- _Short exercise_
Beginning with the line that holds "orange jersey -> mask for every instance", set down each line of the data below through the very last, exactly as given, and nothing beyond that.

[Contour labeling items]
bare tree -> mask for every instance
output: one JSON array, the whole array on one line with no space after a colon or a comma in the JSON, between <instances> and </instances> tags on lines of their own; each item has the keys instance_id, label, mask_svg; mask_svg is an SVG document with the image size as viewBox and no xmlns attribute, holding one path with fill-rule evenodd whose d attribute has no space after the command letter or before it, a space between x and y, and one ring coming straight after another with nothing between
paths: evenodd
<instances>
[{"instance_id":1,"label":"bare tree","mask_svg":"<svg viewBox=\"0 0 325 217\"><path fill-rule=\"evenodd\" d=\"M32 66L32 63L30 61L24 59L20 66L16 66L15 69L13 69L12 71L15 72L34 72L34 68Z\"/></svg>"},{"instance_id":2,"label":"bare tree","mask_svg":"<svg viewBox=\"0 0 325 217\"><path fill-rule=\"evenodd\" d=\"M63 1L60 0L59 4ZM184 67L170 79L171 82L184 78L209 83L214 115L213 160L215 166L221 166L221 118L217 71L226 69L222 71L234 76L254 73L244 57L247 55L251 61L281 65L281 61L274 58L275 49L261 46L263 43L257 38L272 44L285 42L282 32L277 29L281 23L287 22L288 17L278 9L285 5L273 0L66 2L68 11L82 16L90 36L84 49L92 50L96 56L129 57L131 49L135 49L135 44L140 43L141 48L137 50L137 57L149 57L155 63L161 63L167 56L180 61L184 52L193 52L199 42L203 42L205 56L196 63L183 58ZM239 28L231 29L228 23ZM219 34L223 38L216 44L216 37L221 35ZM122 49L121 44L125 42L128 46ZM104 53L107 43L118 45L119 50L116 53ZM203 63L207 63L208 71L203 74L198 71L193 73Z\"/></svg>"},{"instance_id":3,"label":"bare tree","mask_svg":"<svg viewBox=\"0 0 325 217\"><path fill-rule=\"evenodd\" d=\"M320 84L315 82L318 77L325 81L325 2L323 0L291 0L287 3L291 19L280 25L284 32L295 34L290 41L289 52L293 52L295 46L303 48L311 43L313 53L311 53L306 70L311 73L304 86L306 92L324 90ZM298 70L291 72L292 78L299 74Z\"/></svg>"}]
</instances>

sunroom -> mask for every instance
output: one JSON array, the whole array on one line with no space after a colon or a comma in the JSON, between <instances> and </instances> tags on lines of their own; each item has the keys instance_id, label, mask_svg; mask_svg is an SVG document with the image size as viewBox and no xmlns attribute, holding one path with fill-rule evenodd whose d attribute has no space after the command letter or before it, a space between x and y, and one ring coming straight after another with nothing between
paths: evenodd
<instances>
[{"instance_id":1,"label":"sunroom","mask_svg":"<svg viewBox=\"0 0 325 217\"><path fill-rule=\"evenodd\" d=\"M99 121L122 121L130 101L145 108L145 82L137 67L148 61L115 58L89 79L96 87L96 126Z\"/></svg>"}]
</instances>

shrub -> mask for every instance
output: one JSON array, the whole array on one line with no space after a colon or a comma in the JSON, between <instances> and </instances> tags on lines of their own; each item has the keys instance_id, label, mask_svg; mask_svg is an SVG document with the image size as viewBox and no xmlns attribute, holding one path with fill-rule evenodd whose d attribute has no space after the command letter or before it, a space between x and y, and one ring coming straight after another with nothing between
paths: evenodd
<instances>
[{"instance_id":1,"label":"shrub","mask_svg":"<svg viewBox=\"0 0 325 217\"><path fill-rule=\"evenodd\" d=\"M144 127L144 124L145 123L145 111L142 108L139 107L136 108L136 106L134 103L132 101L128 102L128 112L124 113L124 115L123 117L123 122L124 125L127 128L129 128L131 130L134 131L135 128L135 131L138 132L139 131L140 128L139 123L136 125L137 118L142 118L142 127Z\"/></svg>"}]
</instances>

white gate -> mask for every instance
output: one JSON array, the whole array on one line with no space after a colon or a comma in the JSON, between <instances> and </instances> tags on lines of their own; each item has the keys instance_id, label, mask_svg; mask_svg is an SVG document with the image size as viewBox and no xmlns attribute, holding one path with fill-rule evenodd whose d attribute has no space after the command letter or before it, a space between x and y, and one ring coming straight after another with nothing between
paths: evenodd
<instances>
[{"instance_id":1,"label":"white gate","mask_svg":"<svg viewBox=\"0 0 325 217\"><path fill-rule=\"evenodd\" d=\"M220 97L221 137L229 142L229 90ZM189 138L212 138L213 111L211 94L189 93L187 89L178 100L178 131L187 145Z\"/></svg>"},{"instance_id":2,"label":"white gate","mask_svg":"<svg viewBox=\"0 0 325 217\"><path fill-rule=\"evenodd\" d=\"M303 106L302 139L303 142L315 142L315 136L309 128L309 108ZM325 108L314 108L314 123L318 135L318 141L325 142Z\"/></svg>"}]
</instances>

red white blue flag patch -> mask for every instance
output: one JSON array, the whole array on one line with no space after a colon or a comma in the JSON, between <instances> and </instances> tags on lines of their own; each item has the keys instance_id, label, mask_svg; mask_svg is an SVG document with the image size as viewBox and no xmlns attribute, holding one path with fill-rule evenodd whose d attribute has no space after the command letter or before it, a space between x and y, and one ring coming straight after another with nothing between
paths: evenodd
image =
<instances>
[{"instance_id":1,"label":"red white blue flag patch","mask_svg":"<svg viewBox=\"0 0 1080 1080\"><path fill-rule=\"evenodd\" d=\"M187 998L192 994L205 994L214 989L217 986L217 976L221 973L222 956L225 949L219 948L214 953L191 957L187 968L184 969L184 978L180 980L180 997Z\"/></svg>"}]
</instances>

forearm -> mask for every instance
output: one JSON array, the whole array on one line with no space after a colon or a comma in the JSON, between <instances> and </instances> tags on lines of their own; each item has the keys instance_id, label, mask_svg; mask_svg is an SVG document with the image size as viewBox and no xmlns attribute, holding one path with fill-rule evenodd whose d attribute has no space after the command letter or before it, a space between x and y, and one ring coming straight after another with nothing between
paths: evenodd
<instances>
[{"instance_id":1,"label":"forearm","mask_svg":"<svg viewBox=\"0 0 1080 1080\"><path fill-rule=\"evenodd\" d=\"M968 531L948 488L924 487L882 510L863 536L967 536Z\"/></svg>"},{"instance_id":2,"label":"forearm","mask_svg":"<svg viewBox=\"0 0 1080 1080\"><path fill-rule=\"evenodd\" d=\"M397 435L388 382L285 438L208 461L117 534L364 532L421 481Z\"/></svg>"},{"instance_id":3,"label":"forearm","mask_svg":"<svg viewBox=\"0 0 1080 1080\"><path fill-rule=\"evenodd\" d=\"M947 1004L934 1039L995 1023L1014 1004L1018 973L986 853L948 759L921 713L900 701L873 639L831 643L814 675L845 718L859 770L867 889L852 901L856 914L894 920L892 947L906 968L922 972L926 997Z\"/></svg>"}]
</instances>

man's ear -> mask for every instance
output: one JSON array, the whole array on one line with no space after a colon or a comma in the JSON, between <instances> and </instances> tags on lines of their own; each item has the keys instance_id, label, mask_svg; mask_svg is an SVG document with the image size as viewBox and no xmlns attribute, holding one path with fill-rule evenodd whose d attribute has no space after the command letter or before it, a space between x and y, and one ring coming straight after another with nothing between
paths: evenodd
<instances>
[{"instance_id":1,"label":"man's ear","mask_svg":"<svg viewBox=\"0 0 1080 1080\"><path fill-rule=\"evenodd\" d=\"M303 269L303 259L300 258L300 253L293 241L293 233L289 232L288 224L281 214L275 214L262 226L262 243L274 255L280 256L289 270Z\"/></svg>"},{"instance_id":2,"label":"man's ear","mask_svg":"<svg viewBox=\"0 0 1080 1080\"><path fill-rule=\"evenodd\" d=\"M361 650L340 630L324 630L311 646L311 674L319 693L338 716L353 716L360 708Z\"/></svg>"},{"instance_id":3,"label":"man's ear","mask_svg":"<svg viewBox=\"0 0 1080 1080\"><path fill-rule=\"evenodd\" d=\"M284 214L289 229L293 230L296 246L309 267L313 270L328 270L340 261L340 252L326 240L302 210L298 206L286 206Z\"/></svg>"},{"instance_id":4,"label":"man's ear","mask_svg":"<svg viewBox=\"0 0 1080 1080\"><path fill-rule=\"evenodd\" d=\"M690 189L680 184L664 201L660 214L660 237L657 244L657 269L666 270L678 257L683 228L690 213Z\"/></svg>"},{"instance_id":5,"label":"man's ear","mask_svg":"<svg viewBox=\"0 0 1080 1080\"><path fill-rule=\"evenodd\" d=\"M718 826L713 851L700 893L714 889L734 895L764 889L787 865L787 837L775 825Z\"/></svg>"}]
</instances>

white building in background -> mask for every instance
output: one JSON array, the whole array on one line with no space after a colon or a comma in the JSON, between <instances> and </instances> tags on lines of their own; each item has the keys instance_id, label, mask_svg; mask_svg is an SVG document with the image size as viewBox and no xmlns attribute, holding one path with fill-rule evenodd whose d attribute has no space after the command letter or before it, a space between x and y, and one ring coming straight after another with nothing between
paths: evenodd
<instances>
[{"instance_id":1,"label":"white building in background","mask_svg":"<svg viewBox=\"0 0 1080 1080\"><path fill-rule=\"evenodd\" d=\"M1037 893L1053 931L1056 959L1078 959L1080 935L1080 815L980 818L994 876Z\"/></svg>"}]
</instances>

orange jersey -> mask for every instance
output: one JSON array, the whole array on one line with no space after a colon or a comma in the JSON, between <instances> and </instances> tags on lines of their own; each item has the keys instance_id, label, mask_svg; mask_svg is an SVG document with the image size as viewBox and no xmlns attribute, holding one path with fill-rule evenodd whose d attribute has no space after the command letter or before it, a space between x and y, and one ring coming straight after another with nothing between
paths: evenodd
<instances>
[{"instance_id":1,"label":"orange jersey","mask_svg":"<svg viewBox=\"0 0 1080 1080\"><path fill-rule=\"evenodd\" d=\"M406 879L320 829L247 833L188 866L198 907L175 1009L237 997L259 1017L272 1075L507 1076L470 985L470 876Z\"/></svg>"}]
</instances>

- _Solution for this task_
orange jersey -> mask for every instance
output: one JSON array, the whole array on one line with no space after a colon or a comma in the JSON, between <instances> and </instances> tags on lines of their own; each item has the keys instance_id, label, mask_svg; mask_svg is an SVG document with the image size as viewBox and no xmlns attribute, holding one path with fill-rule evenodd whose d attribute has no space after the command letter or before it, a space between x and y, and one ring coming straight after another with nothing between
paths: evenodd
<instances>
[{"instance_id":1,"label":"orange jersey","mask_svg":"<svg viewBox=\"0 0 1080 1080\"><path fill-rule=\"evenodd\" d=\"M406 879L320 829L247 833L188 866L198 907L175 1009L237 997L259 1017L272 1075L507 1076L470 985L470 876Z\"/></svg>"}]
</instances>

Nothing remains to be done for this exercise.